**GOAL OF THE EXERCISE:** Transcribe all of the entries, matching each one exactly.

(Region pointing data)
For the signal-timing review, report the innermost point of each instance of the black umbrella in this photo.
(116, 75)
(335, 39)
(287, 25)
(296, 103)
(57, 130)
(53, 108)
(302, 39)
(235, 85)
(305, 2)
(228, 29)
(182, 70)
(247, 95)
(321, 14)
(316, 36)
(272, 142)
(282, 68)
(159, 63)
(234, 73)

**YOUR SOLUTION:**
For the signal-timing review, report the innermost point of each instance of the black umbrella in this photo.
(116, 75)
(335, 39)
(287, 25)
(296, 103)
(57, 130)
(53, 108)
(302, 39)
(235, 85)
(305, 2)
(228, 29)
(182, 70)
(247, 95)
(321, 14)
(316, 36)
(272, 142)
(282, 68)
(159, 63)
(234, 73)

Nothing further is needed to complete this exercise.